--- WRITTEN TASK A ---
Transcribe the blog excerpt on the Comparing Game in full, leaving every word and line break unchanged.

--- SOURCE EXCERPT ---
The Comparing Game: Truth and Lies

Most of the time, I share yummy, healthy recipes, cool new health products, or tips on natural and healthy living, but sometimes I feel a real pull in my heart to share something more personal. Remember my Is That a Baby Bump Part 1 and Part 2? Many of you related to me then, and I think many of you will be able to relate to what I would like to say today.

The thoughts I want to offer today have been on my heart and mind for awhile. I feel the need to share them because I think we all play the Comparing Game, and it isn't a fun game. In fact, it is a downright self-destructive, waste of precious time.

Personally, I am sick of playing this game in my own head. I have also recently been hearing from too many friends, family, and clients who are also stuck in a comparing game. It causes us to feel depressed, lose sight of what really matters, and possibly give up in important areas of our lives.

Let me share with you a few of these lies. You may see yourself in some or all of them. I know I do. Let me also offer you a way to replace those lies with truth that can help you stop this game before it gets out of control. (By the way, I am the FIRST person who needs to read this today. I have a major problem with the comparison game, and I am speaking to myself first).

Lie #1 - I will never have the body I want (look like him or her), so I might as well stop eating healthy and exercising.

Truth:  When someone says to me, "I want a thinner waist, more toned legs or bigger biceps," it is not because they have this innate drive to look like that. It's because they see someone else they think has a better this or that, and they don't think they measure up.

--- TASK INPUT ---
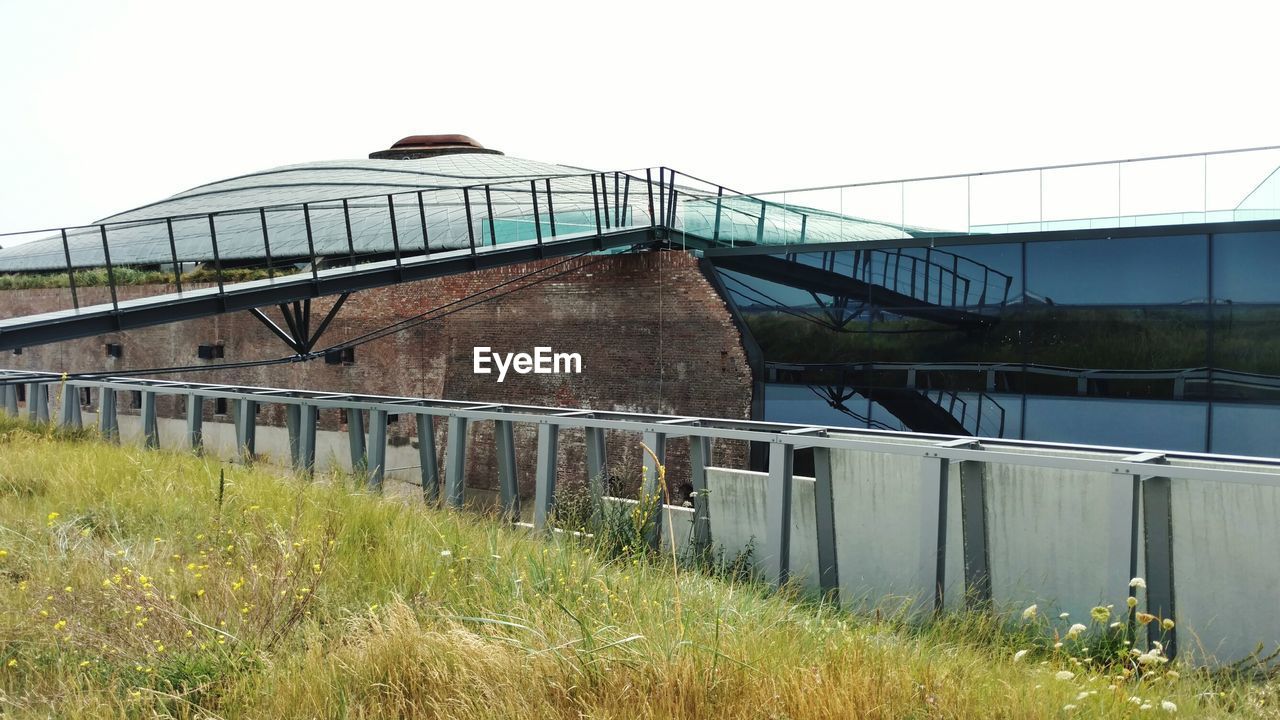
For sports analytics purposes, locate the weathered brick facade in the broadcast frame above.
[0,251,751,502]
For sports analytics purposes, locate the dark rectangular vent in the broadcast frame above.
[196,343,227,360]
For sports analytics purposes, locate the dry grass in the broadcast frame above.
[0,419,1277,719]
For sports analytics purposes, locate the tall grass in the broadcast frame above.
[0,419,1280,719]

--- WRITTEN TASK B ---
Starting at the line in the listing that contains "For sports analytics purposes, locate the tall" and continuing through the end of the listing, rewrite those lines with the requests included, shifting every bounding-box coordinate in the answers by -19.

--- EXERCISE RESPONSE A ---
The Comparing Game: Truth and Lies

Most of the time, I share yummy, healthy recipes, cool new health products, or tips on natural and healthy living, but sometimes I feel a real pull in my heart to share something more personal. Remember my Is That a Baby Bump Part 1 and Part 2? Many of you related to me then, and I think many of you will be able to relate to what I would like to say today.

The thoughts I want to offer today have been on my heart and mind for awhile. I feel the need to share them because I think we all play the Comparing Game, and it isn't a fun game. In fact, it is a downright self-destructive, waste of precious time.

Personally, I am sick of playing this game in my own head. I have also recently been hearing from too many friends, family, and clients who are also stuck in a comparing game. It causes us to feel depressed, lose sight of what really matters, and possibly give up in important areas of our lives.

Let me share with you a few of these lies. You may see yourself in some or all of them. I know I do. Let me also offer you a way to replace those lies with truth that can help you stop this game before it gets out of control. (By the way, I am the FIRST person who needs to read this today. I have a major problem with the comparison game, and I am speaking to myself first).

Lie #1 - I will never have the body I want (look like him or her), so I might as well stop eating healthy and exercising.

Truth:  When someone says to me, "I want a thinner waist, more toned legs or bigger biceps," it is not because they have this innate drive to look like that. It's because they see someone else they think has a better this or that, and they don't think they measure up.

--- EXERCISE RESPONSE B ---
For sports analytics purposes, locate the tall grass in the broadcast frame above.
[-19,400,1261,700]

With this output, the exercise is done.